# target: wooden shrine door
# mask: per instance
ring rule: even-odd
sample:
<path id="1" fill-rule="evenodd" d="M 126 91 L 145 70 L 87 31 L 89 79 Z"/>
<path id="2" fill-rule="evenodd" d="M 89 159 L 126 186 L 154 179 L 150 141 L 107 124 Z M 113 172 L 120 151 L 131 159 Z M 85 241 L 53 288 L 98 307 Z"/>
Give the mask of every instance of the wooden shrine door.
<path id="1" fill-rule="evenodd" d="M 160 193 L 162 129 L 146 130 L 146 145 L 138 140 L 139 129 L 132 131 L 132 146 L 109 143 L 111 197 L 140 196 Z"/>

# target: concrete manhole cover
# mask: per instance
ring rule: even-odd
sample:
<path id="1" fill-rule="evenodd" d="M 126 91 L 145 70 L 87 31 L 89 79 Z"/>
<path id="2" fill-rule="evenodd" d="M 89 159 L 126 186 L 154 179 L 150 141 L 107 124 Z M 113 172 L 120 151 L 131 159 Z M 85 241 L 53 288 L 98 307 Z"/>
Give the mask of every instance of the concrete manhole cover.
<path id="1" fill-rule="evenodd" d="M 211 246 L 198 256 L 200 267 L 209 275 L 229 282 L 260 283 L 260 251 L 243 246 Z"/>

◆ ◆ ◆ ◆ ◆

:: Task statement ::
The full set of records should be duplicated exactly.

:: Response to this exercise ::
# target: wooden shrine door
# mask: per instance
ring rule: even-odd
sample:
<path id="1" fill-rule="evenodd" d="M 126 91 L 145 70 L 87 31 L 89 79 Z"/>
<path id="2" fill-rule="evenodd" d="M 89 159 L 126 186 L 154 179 L 150 141 L 107 124 Z M 113 172 L 120 151 L 131 159 Z M 85 241 L 53 288 L 98 307 Z"/>
Give the mask of every instance of the wooden shrine door.
<path id="1" fill-rule="evenodd" d="M 160 193 L 162 129 L 146 130 L 146 145 L 138 140 L 139 129 L 132 131 L 132 146 L 109 143 L 111 197 L 140 196 Z"/>

# target: concrete manhole cover
# mask: per instance
ring rule: even-odd
sample:
<path id="1" fill-rule="evenodd" d="M 126 91 L 145 70 L 87 31 L 89 79 Z"/>
<path id="2" fill-rule="evenodd" d="M 89 159 L 126 186 L 154 179 L 150 141 L 107 124 Z M 113 172 L 120 151 L 131 159 Z M 85 241 L 53 288 L 98 307 Z"/>
Give the mask of every instance of the concrete manhole cover.
<path id="1" fill-rule="evenodd" d="M 211 246 L 198 256 L 200 267 L 209 275 L 229 282 L 260 283 L 260 251 L 243 246 Z"/>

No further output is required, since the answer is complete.